EXERCISE REQUIREMENTS
Every line between the one containing "Class: purple strap" and the last line of the data, both included, is to be set down exactly, and pictures are to be omitted.
───── RECORDS FOR THE EXERCISE
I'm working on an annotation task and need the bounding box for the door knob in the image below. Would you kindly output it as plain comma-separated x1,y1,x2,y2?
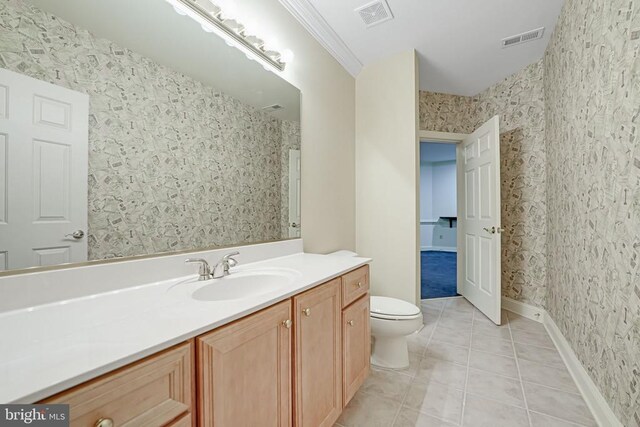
483,227,496,234
94,418,114,427
291,222,300,228
302,308,311,317
65,230,85,239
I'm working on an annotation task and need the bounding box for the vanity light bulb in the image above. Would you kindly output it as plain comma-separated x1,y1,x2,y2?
172,4,189,15
280,49,294,63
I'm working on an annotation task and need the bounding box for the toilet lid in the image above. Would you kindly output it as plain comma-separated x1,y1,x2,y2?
370,296,421,319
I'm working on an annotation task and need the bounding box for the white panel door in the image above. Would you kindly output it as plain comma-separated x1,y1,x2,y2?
288,149,301,238
458,116,502,324
0,68,89,270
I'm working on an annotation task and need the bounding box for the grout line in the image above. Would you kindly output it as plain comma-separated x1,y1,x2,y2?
509,311,534,427
527,410,589,427
520,379,585,397
458,307,475,427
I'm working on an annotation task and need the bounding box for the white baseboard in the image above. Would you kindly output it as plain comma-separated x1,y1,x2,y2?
501,297,545,322
543,314,622,427
501,297,621,427
420,246,457,252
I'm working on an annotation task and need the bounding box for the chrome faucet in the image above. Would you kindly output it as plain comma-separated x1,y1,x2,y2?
212,251,239,279
185,258,212,281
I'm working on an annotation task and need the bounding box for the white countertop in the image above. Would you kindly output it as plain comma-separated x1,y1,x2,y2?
0,252,370,403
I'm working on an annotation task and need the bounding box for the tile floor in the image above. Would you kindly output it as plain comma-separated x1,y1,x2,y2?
335,297,596,427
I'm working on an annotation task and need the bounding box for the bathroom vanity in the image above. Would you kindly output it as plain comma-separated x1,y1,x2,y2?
0,242,370,427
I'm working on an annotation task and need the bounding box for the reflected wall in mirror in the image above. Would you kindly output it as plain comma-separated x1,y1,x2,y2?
0,0,301,272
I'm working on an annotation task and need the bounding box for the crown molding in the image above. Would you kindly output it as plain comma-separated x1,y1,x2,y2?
278,0,363,77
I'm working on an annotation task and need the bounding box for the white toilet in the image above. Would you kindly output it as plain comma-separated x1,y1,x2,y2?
370,296,423,369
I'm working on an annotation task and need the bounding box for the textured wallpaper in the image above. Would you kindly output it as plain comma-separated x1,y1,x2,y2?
0,0,299,260
419,60,548,308
544,0,640,424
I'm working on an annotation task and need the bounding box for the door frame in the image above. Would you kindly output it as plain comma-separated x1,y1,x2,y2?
418,130,468,300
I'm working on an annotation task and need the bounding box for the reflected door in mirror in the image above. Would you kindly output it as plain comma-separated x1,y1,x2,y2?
0,69,89,271
288,149,301,238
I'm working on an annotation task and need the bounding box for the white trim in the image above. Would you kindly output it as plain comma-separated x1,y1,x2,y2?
278,0,362,76
421,246,457,252
420,130,468,142
501,297,622,427
501,296,544,322
544,315,622,427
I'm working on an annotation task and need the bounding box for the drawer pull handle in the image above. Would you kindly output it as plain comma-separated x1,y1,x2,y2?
282,319,292,329
348,320,355,326
95,418,114,427
303,308,311,317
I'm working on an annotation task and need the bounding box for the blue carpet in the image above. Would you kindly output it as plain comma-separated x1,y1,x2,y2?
421,251,457,299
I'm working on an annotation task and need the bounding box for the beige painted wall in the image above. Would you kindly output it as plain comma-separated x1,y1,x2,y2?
355,50,420,305
236,0,356,254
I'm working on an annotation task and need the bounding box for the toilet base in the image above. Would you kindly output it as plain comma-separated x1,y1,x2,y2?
370,335,410,369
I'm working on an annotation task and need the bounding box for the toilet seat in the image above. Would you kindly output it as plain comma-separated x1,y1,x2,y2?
370,296,421,321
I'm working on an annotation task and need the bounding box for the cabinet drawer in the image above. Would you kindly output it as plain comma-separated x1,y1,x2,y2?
342,294,370,406
43,342,193,427
341,265,369,308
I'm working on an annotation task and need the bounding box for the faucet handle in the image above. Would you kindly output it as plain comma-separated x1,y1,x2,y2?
223,251,239,267
185,258,211,281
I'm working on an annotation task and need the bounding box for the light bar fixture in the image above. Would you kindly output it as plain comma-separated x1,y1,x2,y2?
165,0,292,71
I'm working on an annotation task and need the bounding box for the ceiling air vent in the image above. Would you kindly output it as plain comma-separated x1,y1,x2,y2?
262,104,284,112
501,27,545,48
355,0,394,28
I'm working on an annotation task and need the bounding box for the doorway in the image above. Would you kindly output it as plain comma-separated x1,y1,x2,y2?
419,117,503,325
420,141,458,299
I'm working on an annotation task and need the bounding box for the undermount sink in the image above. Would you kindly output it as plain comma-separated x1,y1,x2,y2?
191,269,299,301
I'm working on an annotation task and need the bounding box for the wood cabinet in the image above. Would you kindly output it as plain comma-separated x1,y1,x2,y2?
341,265,369,308
342,294,371,406
43,342,193,427
197,300,292,427
293,278,343,427
40,265,370,427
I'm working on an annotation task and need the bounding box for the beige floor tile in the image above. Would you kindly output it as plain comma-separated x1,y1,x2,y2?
514,342,565,369
508,313,547,334
425,340,470,365
414,356,467,389
421,299,446,311
403,381,464,424
431,324,472,347
337,390,401,427
472,321,512,340
473,310,508,326
468,349,519,379
445,297,476,312
393,408,457,427
438,314,474,330
361,367,413,403
523,382,597,426
529,411,589,426
470,333,515,357
466,368,525,408
374,351,422,378
440,308,474,322
518,359,579,393
462,394,529,427
510,327,555,348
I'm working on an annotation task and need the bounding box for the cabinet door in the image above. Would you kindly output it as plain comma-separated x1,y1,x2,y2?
294,278,342,427
343,294,371,406
42,342,193,427
197,301,292,427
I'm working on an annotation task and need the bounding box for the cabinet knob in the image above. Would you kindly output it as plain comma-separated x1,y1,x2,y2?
95,418,114,427
302,308,311,317
357,282,362,288
282,319,292,329
348,320,355,326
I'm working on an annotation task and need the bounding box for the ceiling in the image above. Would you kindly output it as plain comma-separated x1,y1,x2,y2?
25,0,300,121
280,0,564,96
420,142,456,163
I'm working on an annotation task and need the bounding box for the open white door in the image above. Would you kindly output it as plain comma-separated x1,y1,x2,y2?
287,149,301,238
458,116,502,324
0,68,89,270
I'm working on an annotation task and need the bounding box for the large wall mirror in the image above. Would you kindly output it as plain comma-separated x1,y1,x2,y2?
0,0,301,273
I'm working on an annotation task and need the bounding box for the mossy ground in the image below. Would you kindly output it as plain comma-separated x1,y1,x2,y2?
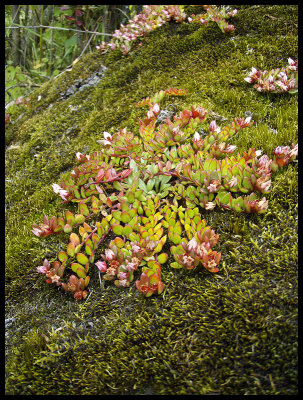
5,5,297,395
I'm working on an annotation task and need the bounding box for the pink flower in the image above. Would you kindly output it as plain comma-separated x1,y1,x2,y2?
182,254,195,268
37,259,51,274
103,131,112,141
208,179,220,193
275,80,288,91
187,237,198,252
289,144,298,158
125,260,137,271
228,176,238,188
51,183,69,201
118,279,129,287
257,198,268,211
49,274,61,283
288,58,297,71
255,150,263,157
105,249,115,261
244,115,252,124
209,120,220,133
95,260,107,272
225,145,237,153
255,177,271,193
228,9,237,17
118,271,128,280
130,243,141,254
205,201,216,210
274,146,290,156
193,131,201,141
244,76,254,83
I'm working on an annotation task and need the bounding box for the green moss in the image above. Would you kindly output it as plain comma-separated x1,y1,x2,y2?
5,5,297,395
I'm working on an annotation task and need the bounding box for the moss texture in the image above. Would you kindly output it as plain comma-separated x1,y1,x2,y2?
5,5,297,395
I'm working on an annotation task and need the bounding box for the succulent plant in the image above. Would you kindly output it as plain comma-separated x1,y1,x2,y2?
33,88,298,299
135,261,164,297
244,58,298,93
61,274,90,300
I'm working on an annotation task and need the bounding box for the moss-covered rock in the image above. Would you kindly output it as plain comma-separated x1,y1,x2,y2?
5,5,297,395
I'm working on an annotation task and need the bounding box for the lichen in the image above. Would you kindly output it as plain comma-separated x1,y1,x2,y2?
5,5,297,395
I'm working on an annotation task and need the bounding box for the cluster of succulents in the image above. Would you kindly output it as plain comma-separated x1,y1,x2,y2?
96,5,237,55
33,85,297,299
188,5,237,33
244,58,298,93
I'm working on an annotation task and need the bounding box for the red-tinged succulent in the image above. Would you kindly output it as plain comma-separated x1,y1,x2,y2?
76,152,90,163
244,59,298,93
135,263,164,297
37,259,65,285
272,144,298,168
33,87,298,300
96,6,187,56
61,274,89,300
32,215,62,237
96,166,132,184
188,5,237,34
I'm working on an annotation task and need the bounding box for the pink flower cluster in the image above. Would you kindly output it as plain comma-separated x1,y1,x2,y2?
175,235,221,273
95,241,143,288
188,5,237,33
244,58,298,93
96,5,187,55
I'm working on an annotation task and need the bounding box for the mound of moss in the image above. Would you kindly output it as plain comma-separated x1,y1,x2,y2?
5,5,297,395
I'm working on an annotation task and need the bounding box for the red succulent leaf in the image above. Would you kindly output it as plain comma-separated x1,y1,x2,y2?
120,169,132,178
105,168,117,181
96,168,105,183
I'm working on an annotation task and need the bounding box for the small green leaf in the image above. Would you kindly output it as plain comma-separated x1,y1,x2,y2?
170,261,183,269
85,243,93,256
79,203,90,216
58,251,68,263
129,232,140,242
121,211,131,223
112,224,124,236
157,253,168,264
70,232,80,246
71,263,86,278
76,253,89,265
65,211,75,225
123,224,133,237
172,234,182,244
112,210,121,221
111,237,125,248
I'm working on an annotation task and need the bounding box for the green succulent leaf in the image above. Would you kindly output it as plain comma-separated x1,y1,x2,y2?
170,261,183,269
112,224,124,236
157,253,168,264
71,263,87,278
58,251,68,263
112,210,121,221
76,253,89,265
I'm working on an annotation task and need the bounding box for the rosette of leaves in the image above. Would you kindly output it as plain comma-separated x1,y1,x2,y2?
61,274,90,300
188,5,237,33
135,260,164,297
141,106,208,153
244,59,298,94
100,128,145,162
170,215,221,273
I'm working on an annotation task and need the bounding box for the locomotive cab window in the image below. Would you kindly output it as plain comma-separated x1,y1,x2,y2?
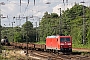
60,38,70,42
66,38,70,42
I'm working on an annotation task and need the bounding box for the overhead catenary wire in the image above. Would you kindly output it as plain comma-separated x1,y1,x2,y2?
62,0,68,10
12,0,29,26
7,0,30,16
4,0,87,27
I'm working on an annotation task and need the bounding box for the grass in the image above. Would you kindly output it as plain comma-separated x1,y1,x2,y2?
72,44,90,49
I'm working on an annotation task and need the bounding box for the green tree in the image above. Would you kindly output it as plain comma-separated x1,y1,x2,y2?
39,13,59,42
22,21,36,42
14,32,22,42
13,26,23,42
22,21,33,31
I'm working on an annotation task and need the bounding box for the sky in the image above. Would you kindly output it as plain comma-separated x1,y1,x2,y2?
0,0,90,27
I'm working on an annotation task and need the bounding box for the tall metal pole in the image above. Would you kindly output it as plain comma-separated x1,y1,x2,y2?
82,1,85,44
0,3,2,53
26,16,28,55
12,22,14,42
80,1,85,44
36,22,37,42
0,2,5,53
59,8,62,35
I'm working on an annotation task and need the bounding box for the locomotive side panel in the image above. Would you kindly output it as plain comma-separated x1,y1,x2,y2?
46,36,59,50
51,38,58,50
46,38,52,49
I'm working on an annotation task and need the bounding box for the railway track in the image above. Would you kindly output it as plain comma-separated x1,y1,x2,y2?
27,50,90,60
3,45,90,60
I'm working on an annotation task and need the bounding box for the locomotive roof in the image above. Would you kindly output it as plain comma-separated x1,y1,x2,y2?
46,35,57,38
47,35,71,38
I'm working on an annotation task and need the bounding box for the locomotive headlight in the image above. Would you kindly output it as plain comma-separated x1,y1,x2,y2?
68,43,71,45
61,43,64,45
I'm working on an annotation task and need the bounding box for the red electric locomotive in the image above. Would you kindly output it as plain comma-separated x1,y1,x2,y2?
46,35,72,52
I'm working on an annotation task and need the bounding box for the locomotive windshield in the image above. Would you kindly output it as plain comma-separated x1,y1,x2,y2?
60,38,70,42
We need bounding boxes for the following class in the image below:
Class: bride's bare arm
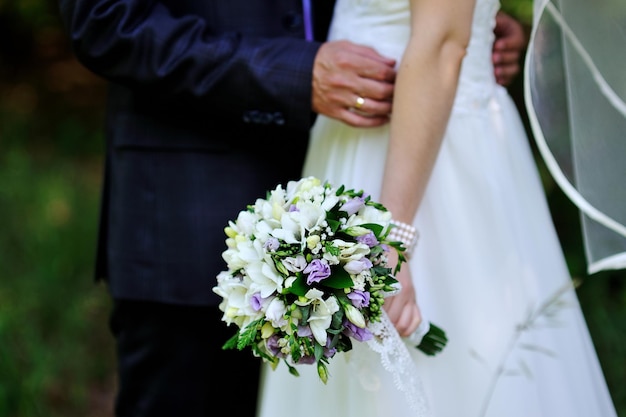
[381,0,477,336]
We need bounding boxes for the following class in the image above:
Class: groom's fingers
[312,40,396,127]
[492,11,527,86]
[338,107,390,128]
[348,44,397,82]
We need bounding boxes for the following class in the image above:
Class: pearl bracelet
[388,220,419,259]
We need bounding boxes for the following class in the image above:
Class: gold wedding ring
[355,96,365,110]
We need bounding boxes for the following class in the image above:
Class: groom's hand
[492,11,528,86]
[312,40,396,127]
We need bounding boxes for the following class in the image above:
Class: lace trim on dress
[365,311,432,416]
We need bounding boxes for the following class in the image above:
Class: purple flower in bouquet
[347,289,371,308]
[356,231,379,248]
[340,195,366,216]
[343,319,373,342]
[303,259,332,284]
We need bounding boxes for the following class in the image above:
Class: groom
[57,1,527,416]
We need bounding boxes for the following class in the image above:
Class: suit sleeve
[58,0,322,128]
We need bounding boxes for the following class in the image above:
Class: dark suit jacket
[59,0,336,306]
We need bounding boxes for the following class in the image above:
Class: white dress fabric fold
[257,0,617,416]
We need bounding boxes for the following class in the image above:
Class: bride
[257,0,618,416]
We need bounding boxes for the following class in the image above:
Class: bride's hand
[383,261,422,338]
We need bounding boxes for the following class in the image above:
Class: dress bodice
[327,0,501,112]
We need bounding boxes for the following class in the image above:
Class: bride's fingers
[384,296,422,337]
[396,304,422,337]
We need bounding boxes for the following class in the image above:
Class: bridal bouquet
[213,177,446,383]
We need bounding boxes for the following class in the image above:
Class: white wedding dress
[256,0,617,416]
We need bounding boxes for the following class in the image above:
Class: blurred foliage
[0,148,113,417]
[500,0,533,24]
[1,1,114,416]
[0,0,623,416]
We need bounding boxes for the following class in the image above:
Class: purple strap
[302,0,313,41]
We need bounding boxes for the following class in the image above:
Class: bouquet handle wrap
[365,310,432,416]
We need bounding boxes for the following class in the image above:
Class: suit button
[259,112,272,124]
[272,112,285,125]
[242,110,254,123]
[243,110,286,125]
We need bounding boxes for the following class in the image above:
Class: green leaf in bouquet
[322,266,353,289]
[365,200,388,211]
[326,329,341,350]
[326,217,342,234]
[299,304,311,323]
[329,302,346,328]
[324,241,341,257]
[286,273,309,296]
[256,346,279,365]
[287,363,300,377]
[371,264,394,279]
[290,337,304,364]
[236,318,264,350]
[314,341,325,362]
[368,244,386,258]
[359,222,384,236]
[222,332,240,350]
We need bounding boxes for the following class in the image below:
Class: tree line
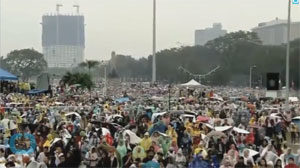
──────────
YOUR RESPONSE
Class: purple strap
[302,0,313,41]
We need bounding boxes for the following class in the image above:
Class: bouquet handle wrap
[365,310,432,416]
We need bounding boxes for the following class in the image above:
Class: suit button
[259,112,272,124]
[272,112,285,125]
[242,110,254,123]
[243,110,286,125]
We need bounding boxes for the following class in the image above:
Class: green leaf in bouquet
[322,266,353,289]
[365,200,388,211]
[326,329,341,350]
[326,217,342,234]
[299,304,311,323]
[329,302,346,328]
[324,241,341,257]
[286,273,309,296]
[256,346,279,365]
[287,363,300,377]
[371,264,394,279]
[290,337,304,364]
[236,318,264,350]
[314,341,325,362]
[368,244,386,258]
[359,222,384,236]
[222,332,240,350]
We need bounding boxes for the following class in the image below:
Class: tree line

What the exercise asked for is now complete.